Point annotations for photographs
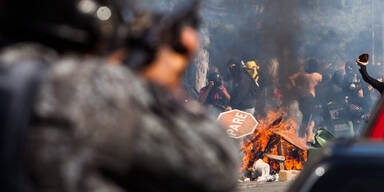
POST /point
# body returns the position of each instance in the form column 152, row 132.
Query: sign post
column 238, row 123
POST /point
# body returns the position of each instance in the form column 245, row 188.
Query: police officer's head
column 149, row 31
column 76, row 25
column 160, row 45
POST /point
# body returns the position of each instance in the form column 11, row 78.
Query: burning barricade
column 272, row 148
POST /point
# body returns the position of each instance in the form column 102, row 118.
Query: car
column 355, row 164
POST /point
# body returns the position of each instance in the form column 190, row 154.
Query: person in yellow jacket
column 252, row 69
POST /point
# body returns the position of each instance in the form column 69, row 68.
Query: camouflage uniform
column 99, row 127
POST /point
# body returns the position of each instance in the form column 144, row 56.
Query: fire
column 275, row 137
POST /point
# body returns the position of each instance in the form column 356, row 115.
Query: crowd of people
column 91, row 101
column 328, row 97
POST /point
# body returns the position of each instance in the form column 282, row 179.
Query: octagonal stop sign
column 238, row 123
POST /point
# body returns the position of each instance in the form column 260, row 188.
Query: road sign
column 238, row 123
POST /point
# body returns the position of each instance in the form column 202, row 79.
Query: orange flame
column 274, row 136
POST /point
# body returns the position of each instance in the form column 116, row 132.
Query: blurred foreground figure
column 363, row 61
column 73, row 123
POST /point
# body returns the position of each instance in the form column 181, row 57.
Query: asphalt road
column 262, row 187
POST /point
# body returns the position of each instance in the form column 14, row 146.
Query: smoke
column 281, row 35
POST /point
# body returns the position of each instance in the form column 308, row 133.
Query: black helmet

**WRITTEN EXERCISE**:
Duplicate every row above verbatim, leaving the pictures out of your answer.

**EXERCISE ANSWER**:
POST /point
# body returns the position of each instance in the form column 152, row 132.
Query: sign post
column 238, row 123
POST /point
# body returns the position of each instance in the form column 245, row 188.
Query: police officer's head
column 149, row 31
column 76, row 25
column 160, row 45
POST /point
# body returns the position of each instance in the form column 11, row 78.
Query: burning barricade
column 272, row 148
POST /point
# body returns the position of each instance in the form column 102, row 118.
Query: car
column 355, row 164
POST /point
# body returns the position of each instance in the form column 190, row 154.
Query: person in yellow jacket
column 252, row 69
POST /point
# body returns the position of each instance in the form column 69, row 68.
Query: camouflage uniform
column 99, row 127
POST /point
# body returns the position of each instance in the form column 144, row 56.
Query: fire
column 275, row 137
POST /point
# body returns the position of each instance in the form column 356, row 115.
Query: crowd of people
column 91, row 101
column 328, row 97
POST /point
# body returns the position of each instance in the form column 282, row 179.
Query: octagonal stop sign
column 238, row 123
POST /point
# body returns the position of each instance in the form column 260, row 188.
Query: road sign
column 238, row 123
POST /point
# body returns the position of each instance in the form column 202, row 79.
Query: orange flame
column 274, row 136
POST /point
# body returns the position of each instance in the form column 116, row 132.
Query: blurred foreground figure
column 363, row 61
column 73, row 123
POST /point
# body returns the position of each instance in the form column 181, row 57.
Query: asphalt road
column 262, row 187
POST /point
# body returns the position of each instance in the form column 14, row 146.
Query: smoke
column 281, row 35
POST /point
# body returns the position of each instance in the form column 308, row 133.
Query: black helmet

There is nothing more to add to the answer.